EXERCISE INSTRUCTIONS: Copy the following records line for line, without changing anything, and leave the pictures out.

SUPPLIED MATERIAL:
# # # # # # #

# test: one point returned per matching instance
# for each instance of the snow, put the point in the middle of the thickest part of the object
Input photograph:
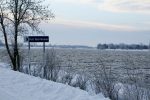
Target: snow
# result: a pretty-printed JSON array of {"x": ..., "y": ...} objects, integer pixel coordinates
[{"x": 19, "y": 86}]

# # # # # # #

OUTPUT FOR THIS TASK:
# test: one point returned per matching instance
# for each instance of the snow, put the point in the middle of the thickest part of the object
Input photograph:
Target: snow
# result: a pretty-printed JSON array of {"x": ..., "y": ...} objects, integer pixel coordinates
[{"x": 19, "y": 86}]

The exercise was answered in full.